>> Begin Records to use
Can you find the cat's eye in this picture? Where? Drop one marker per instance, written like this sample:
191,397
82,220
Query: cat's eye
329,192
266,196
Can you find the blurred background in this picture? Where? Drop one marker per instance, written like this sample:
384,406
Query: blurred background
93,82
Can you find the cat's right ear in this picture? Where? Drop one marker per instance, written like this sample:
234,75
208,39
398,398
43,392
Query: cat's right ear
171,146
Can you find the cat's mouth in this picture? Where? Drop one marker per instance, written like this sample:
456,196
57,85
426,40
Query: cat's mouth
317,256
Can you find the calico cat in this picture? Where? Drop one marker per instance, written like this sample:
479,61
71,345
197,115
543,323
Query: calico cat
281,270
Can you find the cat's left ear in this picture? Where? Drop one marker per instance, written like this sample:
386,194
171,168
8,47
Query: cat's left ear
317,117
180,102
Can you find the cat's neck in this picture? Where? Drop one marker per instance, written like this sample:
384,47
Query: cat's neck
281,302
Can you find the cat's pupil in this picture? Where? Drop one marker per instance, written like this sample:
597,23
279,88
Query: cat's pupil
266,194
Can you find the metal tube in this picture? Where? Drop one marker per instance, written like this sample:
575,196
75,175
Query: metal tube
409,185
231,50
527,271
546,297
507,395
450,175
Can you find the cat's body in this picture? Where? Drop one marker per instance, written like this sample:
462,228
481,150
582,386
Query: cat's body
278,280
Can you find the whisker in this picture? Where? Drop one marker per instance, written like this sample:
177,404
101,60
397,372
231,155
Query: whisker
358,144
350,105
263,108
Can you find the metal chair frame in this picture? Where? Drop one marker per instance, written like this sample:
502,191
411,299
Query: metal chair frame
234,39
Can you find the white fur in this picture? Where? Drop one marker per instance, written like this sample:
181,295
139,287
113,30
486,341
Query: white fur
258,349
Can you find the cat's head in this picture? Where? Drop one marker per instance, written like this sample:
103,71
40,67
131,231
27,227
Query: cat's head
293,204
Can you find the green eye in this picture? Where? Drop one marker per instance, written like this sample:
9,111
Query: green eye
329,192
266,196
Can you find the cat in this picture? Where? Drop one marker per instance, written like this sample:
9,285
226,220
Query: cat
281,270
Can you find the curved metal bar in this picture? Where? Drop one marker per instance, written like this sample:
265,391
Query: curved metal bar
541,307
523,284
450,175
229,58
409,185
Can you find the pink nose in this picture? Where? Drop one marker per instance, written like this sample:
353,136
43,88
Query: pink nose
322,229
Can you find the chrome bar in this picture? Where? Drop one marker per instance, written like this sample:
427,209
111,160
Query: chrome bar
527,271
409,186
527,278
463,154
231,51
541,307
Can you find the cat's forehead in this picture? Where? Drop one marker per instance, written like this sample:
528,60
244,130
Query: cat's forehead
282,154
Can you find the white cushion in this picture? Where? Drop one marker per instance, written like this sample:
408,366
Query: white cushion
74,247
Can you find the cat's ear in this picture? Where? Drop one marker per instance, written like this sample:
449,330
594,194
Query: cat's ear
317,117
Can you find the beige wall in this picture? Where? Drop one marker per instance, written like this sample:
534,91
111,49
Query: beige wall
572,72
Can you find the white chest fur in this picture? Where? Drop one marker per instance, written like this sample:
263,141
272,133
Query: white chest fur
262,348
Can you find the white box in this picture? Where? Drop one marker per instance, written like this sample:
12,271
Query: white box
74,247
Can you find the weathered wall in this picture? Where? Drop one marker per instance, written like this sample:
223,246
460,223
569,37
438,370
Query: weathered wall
>> End Records to use
>> Begin Records to use
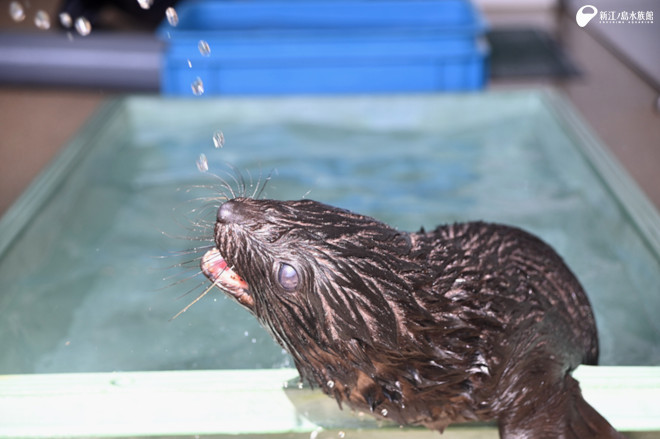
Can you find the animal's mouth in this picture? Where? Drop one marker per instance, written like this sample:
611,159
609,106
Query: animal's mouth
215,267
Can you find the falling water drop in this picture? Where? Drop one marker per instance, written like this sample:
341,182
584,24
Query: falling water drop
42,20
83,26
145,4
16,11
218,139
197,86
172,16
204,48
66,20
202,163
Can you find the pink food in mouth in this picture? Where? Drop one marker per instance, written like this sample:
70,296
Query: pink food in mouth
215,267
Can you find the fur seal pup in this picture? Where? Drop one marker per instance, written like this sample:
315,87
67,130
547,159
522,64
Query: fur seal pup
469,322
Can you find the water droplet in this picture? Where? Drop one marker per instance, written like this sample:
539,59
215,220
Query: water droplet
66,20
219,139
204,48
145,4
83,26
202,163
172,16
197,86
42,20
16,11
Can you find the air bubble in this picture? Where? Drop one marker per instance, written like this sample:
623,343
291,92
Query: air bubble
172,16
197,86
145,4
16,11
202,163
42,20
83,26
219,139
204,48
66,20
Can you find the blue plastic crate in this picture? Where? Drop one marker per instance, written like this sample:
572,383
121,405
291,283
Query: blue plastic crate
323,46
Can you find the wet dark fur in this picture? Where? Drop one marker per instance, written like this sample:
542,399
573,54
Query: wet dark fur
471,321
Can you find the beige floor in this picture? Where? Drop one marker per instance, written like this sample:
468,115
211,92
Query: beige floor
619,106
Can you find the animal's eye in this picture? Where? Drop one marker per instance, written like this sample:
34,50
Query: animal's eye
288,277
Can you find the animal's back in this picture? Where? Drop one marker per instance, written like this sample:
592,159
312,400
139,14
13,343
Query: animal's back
>> End Records to use
Quote verbatim the lines of the Records from the line containing "Can you find the beige floor" through the line containing "Query: animal's back", including both of those lines.

In response:
Can you find the beige floor in this picture? Where? Drop one marker per instance, written like this sample:
468,115
211,92
Query: beige floor
619,106
Can you find the animal's eye in this picture? Where? Drop one marker per instance, written like this sample:
34,50
Query: animal's eye
288,277
Can you find the animal's back in this picture? Where? Drop one marker per instance, written like this sample:
592,159
312,400
139,14
13,343
Query: animal's back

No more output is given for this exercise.